>> START

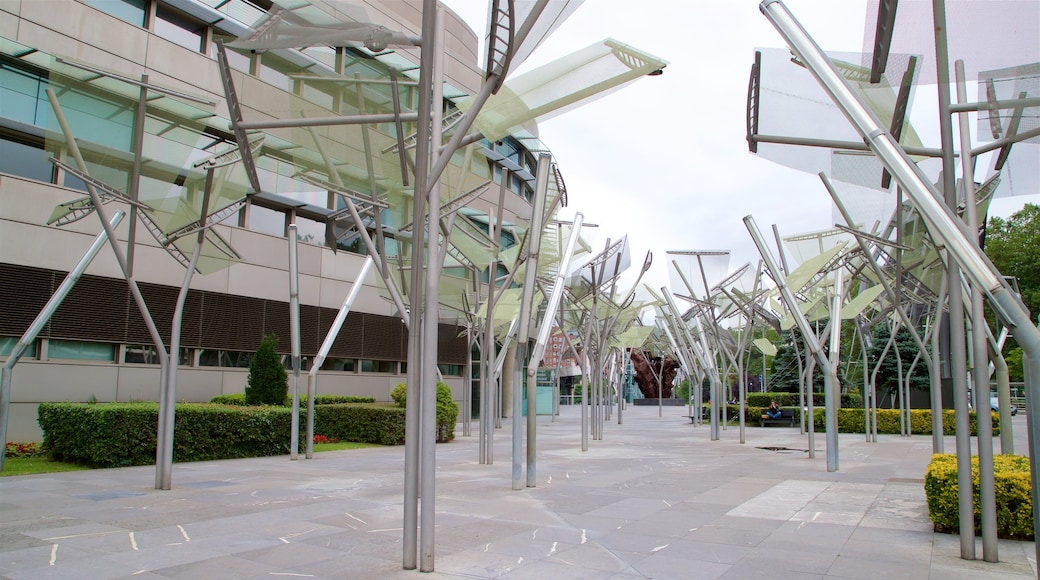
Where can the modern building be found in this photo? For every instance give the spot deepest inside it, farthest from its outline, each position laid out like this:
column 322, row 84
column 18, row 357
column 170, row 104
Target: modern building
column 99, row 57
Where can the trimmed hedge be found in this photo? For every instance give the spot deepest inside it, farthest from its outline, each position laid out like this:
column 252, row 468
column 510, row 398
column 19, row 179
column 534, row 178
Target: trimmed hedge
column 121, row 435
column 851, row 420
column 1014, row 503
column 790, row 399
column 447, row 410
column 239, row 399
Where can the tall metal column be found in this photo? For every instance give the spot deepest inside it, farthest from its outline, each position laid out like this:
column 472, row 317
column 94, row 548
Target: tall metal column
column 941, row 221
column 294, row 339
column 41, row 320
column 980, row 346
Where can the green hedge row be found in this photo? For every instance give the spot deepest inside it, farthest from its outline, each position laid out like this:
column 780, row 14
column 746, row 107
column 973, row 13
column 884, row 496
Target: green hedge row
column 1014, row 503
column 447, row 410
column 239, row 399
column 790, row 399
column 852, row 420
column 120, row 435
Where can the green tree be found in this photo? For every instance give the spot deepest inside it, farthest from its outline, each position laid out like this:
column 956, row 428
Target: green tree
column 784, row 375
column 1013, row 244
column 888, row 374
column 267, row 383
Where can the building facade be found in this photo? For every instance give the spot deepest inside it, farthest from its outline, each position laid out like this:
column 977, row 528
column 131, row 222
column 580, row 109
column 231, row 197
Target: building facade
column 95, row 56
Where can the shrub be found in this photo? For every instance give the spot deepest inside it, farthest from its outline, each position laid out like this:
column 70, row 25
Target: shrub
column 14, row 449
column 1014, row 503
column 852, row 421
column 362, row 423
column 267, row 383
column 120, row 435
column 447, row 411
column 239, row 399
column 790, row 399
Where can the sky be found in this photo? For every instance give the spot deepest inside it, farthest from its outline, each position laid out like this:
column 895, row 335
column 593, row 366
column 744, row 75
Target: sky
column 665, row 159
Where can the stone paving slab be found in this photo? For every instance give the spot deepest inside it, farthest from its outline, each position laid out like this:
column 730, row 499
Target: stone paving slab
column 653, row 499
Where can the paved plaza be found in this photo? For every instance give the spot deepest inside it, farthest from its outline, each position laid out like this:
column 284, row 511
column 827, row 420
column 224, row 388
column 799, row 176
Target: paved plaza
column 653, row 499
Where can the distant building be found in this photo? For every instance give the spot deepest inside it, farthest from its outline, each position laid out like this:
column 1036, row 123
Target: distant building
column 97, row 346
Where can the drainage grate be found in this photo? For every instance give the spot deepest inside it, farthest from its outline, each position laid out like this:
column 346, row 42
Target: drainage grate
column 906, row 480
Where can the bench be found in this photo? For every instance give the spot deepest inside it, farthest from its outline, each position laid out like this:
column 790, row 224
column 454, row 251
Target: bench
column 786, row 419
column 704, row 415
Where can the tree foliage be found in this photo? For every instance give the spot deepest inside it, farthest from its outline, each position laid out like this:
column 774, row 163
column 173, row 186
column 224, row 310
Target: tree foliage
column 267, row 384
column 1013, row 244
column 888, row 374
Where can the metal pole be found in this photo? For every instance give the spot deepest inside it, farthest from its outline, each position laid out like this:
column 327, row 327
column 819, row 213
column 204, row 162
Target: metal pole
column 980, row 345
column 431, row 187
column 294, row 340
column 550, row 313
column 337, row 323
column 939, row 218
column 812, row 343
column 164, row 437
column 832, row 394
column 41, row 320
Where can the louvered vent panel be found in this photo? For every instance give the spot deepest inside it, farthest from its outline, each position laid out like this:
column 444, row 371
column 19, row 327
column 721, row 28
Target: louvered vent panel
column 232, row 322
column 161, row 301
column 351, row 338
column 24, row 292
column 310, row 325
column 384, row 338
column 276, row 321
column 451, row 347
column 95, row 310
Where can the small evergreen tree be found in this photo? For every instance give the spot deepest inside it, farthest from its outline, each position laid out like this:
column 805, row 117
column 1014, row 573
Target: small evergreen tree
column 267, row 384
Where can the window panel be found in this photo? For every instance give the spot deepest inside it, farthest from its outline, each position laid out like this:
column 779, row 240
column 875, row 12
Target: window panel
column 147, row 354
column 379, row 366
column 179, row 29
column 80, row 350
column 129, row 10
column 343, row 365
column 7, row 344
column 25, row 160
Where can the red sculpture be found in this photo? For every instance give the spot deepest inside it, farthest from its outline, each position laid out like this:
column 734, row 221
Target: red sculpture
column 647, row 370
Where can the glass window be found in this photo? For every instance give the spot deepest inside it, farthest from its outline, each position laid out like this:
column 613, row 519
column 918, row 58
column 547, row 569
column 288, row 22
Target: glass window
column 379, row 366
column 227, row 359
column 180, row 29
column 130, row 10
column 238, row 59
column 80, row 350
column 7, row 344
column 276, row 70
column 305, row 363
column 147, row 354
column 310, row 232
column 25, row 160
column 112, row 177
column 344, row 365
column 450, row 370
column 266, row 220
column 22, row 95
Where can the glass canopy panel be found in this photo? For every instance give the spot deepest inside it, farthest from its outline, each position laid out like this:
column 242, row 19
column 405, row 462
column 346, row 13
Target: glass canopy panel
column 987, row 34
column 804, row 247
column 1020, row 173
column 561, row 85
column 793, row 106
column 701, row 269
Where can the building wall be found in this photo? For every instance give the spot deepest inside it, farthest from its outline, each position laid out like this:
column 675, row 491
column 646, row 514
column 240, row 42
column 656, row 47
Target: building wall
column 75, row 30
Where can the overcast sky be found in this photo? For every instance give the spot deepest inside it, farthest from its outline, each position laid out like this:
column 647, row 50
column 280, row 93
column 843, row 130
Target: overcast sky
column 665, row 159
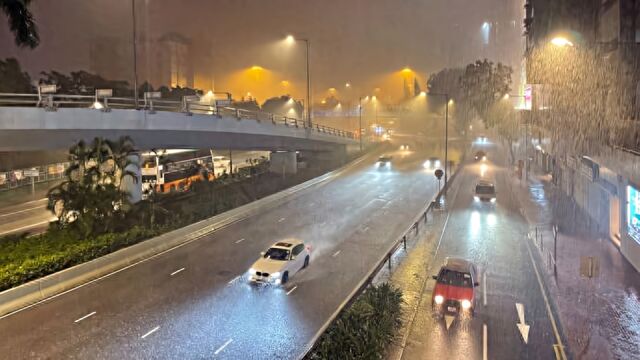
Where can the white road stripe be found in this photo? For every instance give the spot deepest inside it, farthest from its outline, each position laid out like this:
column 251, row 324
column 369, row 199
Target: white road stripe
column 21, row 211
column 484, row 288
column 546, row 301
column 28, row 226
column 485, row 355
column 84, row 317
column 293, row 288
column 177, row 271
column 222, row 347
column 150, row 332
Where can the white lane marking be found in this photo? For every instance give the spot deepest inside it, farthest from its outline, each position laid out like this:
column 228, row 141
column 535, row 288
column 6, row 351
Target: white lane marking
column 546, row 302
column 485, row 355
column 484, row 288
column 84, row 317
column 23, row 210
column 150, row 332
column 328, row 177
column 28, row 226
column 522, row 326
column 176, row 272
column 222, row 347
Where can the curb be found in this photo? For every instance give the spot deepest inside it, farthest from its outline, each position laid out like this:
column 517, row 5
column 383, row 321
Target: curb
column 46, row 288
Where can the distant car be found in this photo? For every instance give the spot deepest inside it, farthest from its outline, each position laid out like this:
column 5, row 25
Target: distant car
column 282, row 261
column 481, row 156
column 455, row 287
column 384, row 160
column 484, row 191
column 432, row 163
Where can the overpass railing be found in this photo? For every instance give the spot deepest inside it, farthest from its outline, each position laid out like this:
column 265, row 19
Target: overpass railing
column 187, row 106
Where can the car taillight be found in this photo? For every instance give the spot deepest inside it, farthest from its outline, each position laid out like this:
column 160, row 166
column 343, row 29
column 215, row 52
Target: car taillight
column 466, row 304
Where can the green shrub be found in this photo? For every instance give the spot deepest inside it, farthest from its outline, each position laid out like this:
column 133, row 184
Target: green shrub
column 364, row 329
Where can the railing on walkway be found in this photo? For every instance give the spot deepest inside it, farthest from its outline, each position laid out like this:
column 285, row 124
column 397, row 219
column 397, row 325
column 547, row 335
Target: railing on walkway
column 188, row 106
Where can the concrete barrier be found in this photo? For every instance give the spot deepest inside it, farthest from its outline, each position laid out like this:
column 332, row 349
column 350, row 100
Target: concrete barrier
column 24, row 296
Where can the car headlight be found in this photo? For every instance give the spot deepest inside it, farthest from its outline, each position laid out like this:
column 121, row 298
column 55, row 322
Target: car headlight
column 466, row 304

>> END
>> START

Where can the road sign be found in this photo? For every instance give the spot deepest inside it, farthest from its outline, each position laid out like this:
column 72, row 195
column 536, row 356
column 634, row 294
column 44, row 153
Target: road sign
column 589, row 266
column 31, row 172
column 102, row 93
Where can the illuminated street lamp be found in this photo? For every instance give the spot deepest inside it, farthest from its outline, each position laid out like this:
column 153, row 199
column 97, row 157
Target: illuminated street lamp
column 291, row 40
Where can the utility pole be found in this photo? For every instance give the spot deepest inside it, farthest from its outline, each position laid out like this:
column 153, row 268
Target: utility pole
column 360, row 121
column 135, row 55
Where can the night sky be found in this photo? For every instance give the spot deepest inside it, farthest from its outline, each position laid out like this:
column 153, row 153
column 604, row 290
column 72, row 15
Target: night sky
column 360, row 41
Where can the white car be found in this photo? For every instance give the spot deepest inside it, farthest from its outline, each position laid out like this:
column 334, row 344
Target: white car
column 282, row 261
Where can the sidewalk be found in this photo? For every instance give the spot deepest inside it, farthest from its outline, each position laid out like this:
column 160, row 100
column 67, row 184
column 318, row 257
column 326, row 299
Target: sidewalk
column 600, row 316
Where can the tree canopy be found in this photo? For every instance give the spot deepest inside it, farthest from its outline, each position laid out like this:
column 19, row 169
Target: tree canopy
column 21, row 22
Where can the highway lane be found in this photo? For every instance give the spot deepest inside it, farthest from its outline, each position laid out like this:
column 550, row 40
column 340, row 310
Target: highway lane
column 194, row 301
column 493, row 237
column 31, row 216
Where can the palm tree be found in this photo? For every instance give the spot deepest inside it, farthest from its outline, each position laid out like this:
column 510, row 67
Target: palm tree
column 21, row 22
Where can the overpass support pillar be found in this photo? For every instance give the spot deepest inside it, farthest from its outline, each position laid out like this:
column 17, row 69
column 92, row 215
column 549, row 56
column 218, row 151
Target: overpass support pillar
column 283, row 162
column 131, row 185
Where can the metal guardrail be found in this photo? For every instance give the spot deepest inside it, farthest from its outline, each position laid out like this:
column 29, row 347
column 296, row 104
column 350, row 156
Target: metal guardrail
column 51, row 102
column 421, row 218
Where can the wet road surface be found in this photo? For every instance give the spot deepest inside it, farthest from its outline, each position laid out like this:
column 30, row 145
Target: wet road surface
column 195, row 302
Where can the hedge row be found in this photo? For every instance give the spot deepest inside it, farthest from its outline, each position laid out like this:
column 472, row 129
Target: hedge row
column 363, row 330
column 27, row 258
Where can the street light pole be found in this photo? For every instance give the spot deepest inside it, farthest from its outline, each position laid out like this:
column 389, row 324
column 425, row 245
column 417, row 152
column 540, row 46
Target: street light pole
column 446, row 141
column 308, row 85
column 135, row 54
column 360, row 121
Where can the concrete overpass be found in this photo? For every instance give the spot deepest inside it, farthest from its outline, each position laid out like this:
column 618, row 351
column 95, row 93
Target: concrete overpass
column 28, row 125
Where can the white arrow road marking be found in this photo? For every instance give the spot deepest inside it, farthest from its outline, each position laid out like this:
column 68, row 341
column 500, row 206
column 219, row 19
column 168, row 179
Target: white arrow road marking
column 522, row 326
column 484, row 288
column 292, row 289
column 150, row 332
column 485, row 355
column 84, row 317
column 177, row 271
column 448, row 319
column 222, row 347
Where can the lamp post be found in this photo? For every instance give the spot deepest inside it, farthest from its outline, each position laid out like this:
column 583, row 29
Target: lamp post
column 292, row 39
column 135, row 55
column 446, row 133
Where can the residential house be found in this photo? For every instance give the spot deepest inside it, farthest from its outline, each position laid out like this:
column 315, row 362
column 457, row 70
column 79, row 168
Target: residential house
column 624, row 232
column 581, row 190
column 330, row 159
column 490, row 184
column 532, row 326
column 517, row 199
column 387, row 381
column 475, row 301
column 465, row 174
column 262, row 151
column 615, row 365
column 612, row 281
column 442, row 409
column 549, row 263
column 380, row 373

>> END
>> START

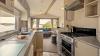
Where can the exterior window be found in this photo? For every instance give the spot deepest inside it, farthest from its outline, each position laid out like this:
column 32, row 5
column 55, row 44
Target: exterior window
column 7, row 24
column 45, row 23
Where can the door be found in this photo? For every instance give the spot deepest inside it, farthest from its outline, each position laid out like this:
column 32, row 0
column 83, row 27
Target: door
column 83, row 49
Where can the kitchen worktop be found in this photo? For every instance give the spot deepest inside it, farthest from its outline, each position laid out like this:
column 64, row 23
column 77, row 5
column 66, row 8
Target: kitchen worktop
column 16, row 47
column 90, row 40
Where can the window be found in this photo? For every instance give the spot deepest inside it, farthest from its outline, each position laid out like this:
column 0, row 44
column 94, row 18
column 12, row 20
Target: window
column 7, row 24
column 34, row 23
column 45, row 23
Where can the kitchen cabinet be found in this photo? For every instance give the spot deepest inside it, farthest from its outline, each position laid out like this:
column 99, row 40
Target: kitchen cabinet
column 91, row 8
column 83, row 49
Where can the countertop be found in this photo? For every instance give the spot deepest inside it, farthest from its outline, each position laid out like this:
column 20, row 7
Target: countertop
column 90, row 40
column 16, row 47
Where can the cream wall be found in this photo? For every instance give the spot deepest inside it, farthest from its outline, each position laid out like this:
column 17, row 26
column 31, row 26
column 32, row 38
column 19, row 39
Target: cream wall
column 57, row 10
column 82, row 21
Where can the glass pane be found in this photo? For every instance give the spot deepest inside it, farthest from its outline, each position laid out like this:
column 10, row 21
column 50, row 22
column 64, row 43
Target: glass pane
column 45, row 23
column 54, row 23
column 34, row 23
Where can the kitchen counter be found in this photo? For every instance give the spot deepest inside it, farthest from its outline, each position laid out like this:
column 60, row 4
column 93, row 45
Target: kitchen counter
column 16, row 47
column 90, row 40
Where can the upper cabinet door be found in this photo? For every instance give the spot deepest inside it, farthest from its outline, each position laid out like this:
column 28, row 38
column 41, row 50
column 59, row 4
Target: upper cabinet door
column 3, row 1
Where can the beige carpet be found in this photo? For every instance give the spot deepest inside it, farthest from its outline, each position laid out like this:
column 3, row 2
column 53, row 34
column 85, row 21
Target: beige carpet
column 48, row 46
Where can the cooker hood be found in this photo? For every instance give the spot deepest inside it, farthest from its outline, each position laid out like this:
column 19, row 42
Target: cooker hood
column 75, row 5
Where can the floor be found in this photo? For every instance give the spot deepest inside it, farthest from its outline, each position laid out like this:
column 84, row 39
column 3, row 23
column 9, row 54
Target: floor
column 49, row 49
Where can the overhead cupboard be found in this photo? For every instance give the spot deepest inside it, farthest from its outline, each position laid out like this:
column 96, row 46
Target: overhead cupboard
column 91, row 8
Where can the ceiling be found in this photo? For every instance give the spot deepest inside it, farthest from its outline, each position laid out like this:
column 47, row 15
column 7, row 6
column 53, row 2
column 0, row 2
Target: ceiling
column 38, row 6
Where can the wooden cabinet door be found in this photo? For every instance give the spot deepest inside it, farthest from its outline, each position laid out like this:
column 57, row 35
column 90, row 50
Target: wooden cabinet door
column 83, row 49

>> END

Which rows above contain the word "panel"? Find each one and copy it in full.

RESPONSE FOR THIS EXERCISE:
Where can the louvered vent panel be found in this photo? For every instance give the spot deepest inside it, farthest from its outline, each position laid out like this:
Target: louvered vent panel
Where can the window panel be found in this photo? For every instance give the spot deepest inside it, farthest from its outline, each position laid out like this:
Target: window panel
Where can the glass canopy panel be found in this photo? For every instance give the spot deepest inside it, farthest from its outline, each position laid out like this:
Target: glass canopy panel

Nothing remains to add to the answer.